Dataset extracts labeled with boxes:
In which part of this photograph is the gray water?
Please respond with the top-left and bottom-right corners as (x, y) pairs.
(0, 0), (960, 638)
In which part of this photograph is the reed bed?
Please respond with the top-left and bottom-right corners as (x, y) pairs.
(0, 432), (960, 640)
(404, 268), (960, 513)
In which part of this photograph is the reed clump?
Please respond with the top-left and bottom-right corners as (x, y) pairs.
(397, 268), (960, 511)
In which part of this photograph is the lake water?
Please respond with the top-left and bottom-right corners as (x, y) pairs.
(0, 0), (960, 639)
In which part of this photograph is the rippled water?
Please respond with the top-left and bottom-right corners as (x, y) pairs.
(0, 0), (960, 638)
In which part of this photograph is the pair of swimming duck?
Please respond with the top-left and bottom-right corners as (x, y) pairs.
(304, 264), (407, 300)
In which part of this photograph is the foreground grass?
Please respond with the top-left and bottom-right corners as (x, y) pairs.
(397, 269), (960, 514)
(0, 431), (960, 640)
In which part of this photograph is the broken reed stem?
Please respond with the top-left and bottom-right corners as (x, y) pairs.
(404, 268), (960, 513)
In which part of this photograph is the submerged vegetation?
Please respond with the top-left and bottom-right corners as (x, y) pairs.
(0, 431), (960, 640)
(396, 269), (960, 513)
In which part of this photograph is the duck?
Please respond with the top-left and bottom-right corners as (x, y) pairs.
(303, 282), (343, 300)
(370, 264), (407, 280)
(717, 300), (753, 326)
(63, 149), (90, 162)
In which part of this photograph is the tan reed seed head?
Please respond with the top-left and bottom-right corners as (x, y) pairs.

---

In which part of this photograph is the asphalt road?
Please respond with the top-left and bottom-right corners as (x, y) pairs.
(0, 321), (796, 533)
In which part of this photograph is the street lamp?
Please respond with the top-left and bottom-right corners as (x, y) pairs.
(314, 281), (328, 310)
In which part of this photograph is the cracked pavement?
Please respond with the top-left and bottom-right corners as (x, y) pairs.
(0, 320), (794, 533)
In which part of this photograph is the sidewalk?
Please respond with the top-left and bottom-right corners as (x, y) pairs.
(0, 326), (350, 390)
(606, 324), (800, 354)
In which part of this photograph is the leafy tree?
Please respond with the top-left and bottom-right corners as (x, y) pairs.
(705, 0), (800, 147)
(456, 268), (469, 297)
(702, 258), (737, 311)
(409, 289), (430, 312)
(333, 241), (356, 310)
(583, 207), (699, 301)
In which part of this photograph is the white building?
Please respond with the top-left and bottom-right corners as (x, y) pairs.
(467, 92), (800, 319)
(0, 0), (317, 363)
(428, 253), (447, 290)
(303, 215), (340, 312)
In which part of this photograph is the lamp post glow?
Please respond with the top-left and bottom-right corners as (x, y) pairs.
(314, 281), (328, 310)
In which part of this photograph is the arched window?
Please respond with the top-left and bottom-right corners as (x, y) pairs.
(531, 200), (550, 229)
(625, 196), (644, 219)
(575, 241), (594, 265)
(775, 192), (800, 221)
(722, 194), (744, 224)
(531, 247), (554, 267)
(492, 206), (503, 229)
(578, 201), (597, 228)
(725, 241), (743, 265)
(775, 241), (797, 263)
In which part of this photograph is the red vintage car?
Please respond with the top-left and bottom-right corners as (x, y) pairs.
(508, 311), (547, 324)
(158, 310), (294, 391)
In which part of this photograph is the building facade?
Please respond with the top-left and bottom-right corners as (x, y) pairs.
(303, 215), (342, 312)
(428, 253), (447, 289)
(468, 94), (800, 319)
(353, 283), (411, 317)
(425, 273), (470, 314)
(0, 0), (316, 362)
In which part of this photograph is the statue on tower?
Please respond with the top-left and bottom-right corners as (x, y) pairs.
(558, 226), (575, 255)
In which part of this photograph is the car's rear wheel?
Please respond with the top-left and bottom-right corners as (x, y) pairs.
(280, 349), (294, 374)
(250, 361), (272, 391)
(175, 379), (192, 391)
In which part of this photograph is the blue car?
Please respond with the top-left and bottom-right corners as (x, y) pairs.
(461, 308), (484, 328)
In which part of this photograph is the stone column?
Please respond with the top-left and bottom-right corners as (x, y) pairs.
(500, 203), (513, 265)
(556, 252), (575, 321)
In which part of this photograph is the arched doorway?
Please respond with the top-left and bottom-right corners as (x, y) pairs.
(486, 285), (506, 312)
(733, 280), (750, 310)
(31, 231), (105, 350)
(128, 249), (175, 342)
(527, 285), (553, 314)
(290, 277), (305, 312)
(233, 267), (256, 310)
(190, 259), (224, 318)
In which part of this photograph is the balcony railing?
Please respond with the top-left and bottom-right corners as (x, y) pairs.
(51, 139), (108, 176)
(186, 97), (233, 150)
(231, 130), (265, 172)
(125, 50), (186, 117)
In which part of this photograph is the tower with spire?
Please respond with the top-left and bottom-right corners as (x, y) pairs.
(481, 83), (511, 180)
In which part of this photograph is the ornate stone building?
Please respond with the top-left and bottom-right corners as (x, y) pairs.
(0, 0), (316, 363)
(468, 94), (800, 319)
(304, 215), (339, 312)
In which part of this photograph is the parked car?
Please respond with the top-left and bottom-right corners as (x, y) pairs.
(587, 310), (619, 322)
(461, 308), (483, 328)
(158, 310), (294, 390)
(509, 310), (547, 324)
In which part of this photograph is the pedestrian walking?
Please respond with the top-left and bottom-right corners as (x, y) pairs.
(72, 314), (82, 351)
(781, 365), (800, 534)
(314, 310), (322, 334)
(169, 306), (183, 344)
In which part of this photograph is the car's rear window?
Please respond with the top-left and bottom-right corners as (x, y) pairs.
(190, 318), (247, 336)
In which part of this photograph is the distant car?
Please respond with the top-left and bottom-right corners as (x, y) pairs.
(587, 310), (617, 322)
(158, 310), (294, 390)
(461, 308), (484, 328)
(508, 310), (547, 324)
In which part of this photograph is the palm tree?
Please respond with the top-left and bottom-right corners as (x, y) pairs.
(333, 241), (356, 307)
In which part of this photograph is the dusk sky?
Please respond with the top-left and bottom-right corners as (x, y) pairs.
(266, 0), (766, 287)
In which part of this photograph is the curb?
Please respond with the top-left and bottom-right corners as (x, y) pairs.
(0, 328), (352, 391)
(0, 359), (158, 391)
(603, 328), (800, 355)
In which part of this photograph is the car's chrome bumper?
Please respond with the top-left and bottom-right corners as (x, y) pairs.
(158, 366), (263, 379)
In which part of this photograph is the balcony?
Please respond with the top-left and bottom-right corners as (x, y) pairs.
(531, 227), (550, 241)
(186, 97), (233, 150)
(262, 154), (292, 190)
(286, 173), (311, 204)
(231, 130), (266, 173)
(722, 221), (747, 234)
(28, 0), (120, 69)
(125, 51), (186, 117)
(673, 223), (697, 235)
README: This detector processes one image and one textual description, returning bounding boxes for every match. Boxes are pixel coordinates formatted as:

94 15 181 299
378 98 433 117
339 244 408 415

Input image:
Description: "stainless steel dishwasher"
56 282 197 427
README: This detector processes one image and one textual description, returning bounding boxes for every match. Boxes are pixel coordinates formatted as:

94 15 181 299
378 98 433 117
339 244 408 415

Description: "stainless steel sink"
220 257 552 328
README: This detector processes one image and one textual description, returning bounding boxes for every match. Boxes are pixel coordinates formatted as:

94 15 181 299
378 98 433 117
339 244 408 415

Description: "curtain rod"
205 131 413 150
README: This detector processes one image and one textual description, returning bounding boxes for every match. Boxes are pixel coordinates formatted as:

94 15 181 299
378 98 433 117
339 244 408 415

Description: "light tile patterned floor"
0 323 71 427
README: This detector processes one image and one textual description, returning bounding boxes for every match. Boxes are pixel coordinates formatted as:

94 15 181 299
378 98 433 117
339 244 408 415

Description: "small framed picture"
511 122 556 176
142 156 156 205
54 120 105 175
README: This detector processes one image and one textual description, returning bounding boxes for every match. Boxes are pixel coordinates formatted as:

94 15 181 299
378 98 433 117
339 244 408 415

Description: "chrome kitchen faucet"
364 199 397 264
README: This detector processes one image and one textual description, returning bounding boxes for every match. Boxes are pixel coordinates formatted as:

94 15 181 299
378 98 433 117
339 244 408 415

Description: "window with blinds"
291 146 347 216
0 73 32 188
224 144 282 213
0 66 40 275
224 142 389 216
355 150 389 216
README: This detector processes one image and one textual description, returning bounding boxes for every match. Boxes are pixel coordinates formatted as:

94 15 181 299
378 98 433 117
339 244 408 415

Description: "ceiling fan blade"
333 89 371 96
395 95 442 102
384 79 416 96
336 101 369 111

▶ [Problem to solve] Copy out everything from the line containing "In which part of this photograph is the arched window?" down to the line containing "(481, 83), (511, 180)", swapping "arched doorway" for "arched entrance" and leaving the rest untouched.

▶ [Result for this task]
In which part of this photograph is the arched window?
Please respond with the top-left and bottom-right corners as (x, y) pairs.
(531, 200), (550, 229)
(625, 196), (644, 219)
(575, 241), (594, 265)
(775, 192), (800, 221)
(722, 194), (744, 224)
(531, 247), (554, 267)
(492, 206), (503, 229)
(578, 201), (597, 228)
(725, 241), (743, 265)
(775, 241), (797, 263)
In which part of this photograph is the red vintage car?
Please respond with the top-left and bottom-right corners as (x, y) pairs.
(508, 311), (547, 324)
(158, 310), (294, 391)
In which part of this photograph is the building facade?
Please respond with the top-left and bottom-right corners as (x, y) pairs.
(303, 215), (342, 312)
(428, 253), (447, 289)
(468, 94), (800, 319)
(353, 283), (411, 317)
(425, 273), (470, 314)
(0, 0), (316, 362)
In which part of this photograph is the statue on tower?
Please respond with the top-left and bottom-right corners as (x, y) pairs.
(558, 226), (575, 255)
In which part of this photograph is the car's rear wheel?
Please respond with the top-left and bottom-right corners as (x, y) pairs.
(280, 349), (294, 374)
(250, 361), (272, 391)
(175, 379), (192, 391)
In which part of this photograph is the blue car?
Please respond with the top-left and bottom-right corners as (x, y) pairs.
(461, 308), (484, 328)
In which part of this photograph is the stone column?
Please respond with the top-left and bottom-right corners as (x, y) pairs.
(500, 203), (513, 265)
(556, 252), (575, 321)
In which part of this photograph is the arched entrance?
Please respond with the top-left and bottom-right corners as (x, y) pairs.
(486, 285), (506, 312)
(733, 280), (750, 310)
(31, 231), (105, 350)
(128, 249), (175, 342)
(527, 285), (553, 314)
(290, 277), (305, 312)
(233, 267), (256, 310)
(190, 259), (224, 318)
In which part of this photograph is the balcony railing?
Please respond with the top-left and bottom-right corners as (x, y) pairs.
(51, 139), (108, 176)
(186, 97), (233, 150)
(231, 130), (265, 172)
(125, 50), (186, 117)
In which part of this photograph is the tower with spire?
Please respond with the top-left and bottom-right corners as (x, y) pairs.
(481, 83), (511, 180)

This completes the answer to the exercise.